[Entrées d'étiquetage de régions d'image]
____________________

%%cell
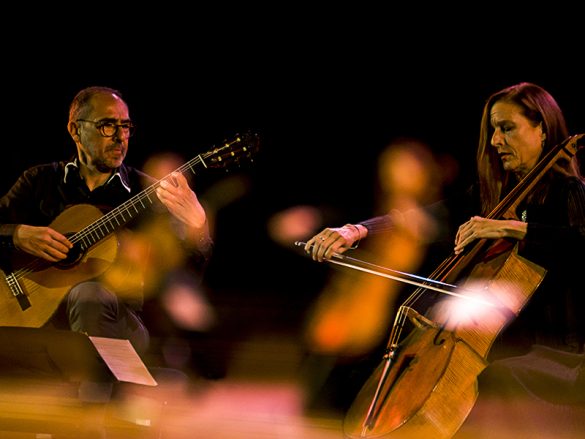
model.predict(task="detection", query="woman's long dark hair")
[477,82,579,215]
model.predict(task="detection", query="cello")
[334,134,585,439]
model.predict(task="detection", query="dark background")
[0,42,585,388]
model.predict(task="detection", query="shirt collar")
[63,157,132,192]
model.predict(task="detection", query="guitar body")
[0,204,118,328]
[0,132,259,328]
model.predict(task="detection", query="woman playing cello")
[305,83,585,438]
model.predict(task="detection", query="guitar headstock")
[203,131,260,168]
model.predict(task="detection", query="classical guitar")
[0,132,260,327]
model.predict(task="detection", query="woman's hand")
[454,216,527,254]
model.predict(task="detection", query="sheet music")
[89,336,158,386]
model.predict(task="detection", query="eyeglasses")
[76,119,136,137]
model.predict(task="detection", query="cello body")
[343,247,545,439]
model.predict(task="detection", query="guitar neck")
[70,154,205,251]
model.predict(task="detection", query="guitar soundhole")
[55,243,84,269]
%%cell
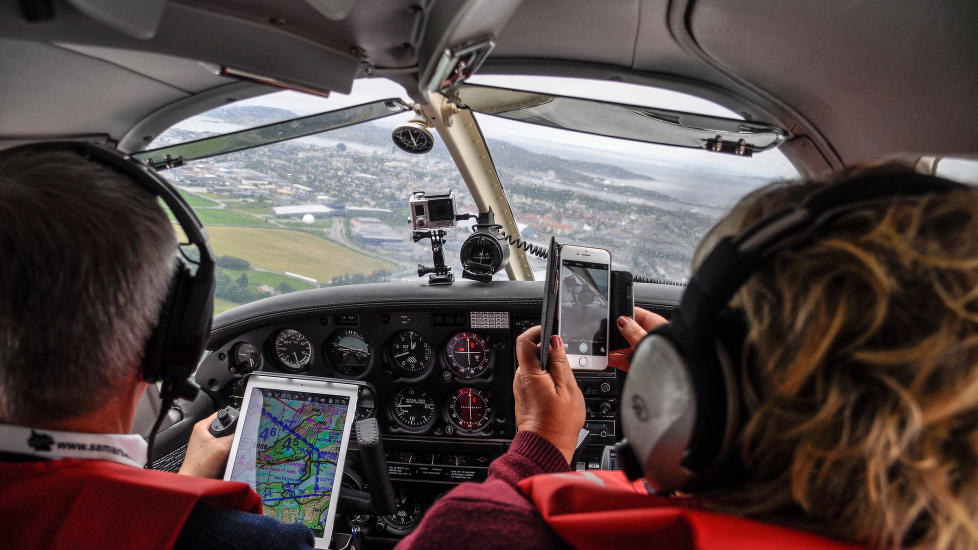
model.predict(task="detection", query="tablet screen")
[230,387,350,539]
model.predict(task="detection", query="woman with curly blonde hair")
[399,171,978,550]
[698,169,978,549]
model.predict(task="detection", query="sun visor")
[445,84,788,157]
[68,0,166,40]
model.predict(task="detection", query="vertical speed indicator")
[446,388,492,433]
[445,332,489,379]
[390,330,431,376]
[272,328,312,372]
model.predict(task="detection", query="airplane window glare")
[473,77,798,281]
[934,157,978,185]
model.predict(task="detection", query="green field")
[221,268,316,296]
[196,208,265,227]
[178,189,218,209]
[204,225,396,282]
[214,298,241,315]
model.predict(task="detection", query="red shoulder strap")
[519,471,860,550]
[0,459,261,550]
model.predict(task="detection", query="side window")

____________________

## Consignes et exigences:
Recopiez sans changement les lignes qui vont du début des entrées jusqu'à la ligne contenant "[272,328,312,372]", celle-ci comprise. Laissez les images de côté dans votre réponse.

## Résultat complet:
%%cell
model.predict(task="detection", query="woman's long dark hair")
[477,82,579,215]
model.predict(task="detection", query="cello")
[334,134,585,439]
model.predict(task="detection", query="dark background")
[0,42,585,388]
model.predict(task="detection", query="shirt collar")
[63,157,132,192]
model.predict(task="detection", query="guitar body")
[0,204,118,328]
[0,132,259,328]
model.predict(task="detection", query="woman playing cello")
[305,83,585,438]
model.predict(task="detection", query="guitar headstock")
[203,131,260,168]
model.predict(task="detection", query="classical guitar")
[0,132,260,327]
model.predict(task="detection", query="woman's hand")
[454,216,527,254]
model.predict(task="detection", query="sheet music")
[89,336,158,386]
model.predict(task="detection", query="eyeglasses")
[76,119,136,137]
model.predict(task="detection", query="cello body")
[343,247,545,439]
model.predict(task="detection", query="guitar neck")
[70,154,205,251]
model.predict(task="detection", query="guitar soundhole")
[55,243,84,269]
%%cell
model.predict(task="detection", query="tablet screen")
[230,387,350,539]
model.predict(task="detection", query="woman with curly blonde hair")
[399,171,978,550]
[698,169,978,549]
model.predict(task="detection", query="sun visor")
[445,84,788,157]
[68,0,166,40]
model.predict(task="detection", query="vertical speed indicator")
[446,388,492,433]
[445,332,489,379]
[390,330,431,376]
[272,328,312,372]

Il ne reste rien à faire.